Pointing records
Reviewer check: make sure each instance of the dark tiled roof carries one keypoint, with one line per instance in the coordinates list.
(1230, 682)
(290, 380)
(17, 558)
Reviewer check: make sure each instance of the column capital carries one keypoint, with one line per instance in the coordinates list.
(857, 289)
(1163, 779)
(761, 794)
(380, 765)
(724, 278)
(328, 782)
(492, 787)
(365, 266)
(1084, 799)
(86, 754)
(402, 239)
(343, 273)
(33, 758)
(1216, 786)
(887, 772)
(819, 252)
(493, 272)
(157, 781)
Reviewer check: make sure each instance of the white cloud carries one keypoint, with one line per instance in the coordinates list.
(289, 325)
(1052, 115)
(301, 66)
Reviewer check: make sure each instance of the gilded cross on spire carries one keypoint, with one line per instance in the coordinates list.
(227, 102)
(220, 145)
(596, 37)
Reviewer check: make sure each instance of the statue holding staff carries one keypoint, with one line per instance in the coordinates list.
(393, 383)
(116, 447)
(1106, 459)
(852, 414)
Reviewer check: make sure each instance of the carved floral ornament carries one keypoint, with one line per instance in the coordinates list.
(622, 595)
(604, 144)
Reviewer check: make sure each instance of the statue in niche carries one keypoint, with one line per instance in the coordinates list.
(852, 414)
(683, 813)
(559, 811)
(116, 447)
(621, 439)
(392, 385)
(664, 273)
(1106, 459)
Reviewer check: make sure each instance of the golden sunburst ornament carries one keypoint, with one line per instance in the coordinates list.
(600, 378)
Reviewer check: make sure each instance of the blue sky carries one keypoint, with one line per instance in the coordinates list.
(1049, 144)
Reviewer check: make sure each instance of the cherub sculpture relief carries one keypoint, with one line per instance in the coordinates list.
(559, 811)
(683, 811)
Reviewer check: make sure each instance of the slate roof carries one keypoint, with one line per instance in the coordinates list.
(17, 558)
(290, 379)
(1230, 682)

TASK GOAL
Reproduce the data above in full, swapping each "keypoint" for "marker" and leaving everything else as it stands.

REPLY
Reviewer check: make sure each instance of the dark tiled roof carries one marker, with one line per instance in the coordinates list.
(1230, 682)
(290, 380)
(17, 558)
Reviewer check: make sure each instance of the column capital carries one marker, with one line per instance in the coordinates list.
(857, 289)
(1163, 779)
(761, 794)
(380, 765)
(724, 278)
(328, 782)
(492, 787)
(365, 266)
(1084, 799)
(86, 754)
(402, 239)
(343, 273)
(33, 758)
(1216, 786)
(887, 772)
(819, 252)
(493, 272)
(157, 781)
Reviewer check: make sure each instance of the white cloud carries one marker, with one line per instance in the coordinates list.
(289, 325)
(1052, 115)
(301, 66)
Reviewer check: make sure each instance of the gilded cross on spire carries one marker, with one line per instance in the coordinates list.
(227, 102)
(220, 145)
(596, 37)
Reviewer check: make sure each instance of the statue holding staff carries one marker, with one line per instance in the coordinates list.
(393, 383)
(116, 447)
(1106, 459)
(852, 414)
Reviewer check: make sure each instance of the carved floral ornament carries one marker, with one line per instance in the coordinates list.
(622, 595)
(604, 144)
Reviewer check: make sure each instance of the statue in niche carries one marker, with one line per instance in the coordinates list.
(852, 414)
(683, 813)
(559, 811)
(116, 447)
(621, 439)
(392, 385)
(664, 273)
(1106, 459)
Reviewer check: make sure each instance of the golden sunburst ornament carries one marker, with one line per instance in the coordinates list.
(600, 378)
Reviewer check: make sure each instance of the blue sky carries one marker, with one line per instance in the coordinates list.
(1049, 144)
Reviewer check: make sure each instance of the cherub sculpture relief carries one marker, with one line per instance in the coordinates list.
(559, 811)
(683, 811)
Reviewer check: make sure each instance of the slate roof carries one marker, with one line per instance in the coordinates list.
(17, 558)
(290, 379)
(1230, 682)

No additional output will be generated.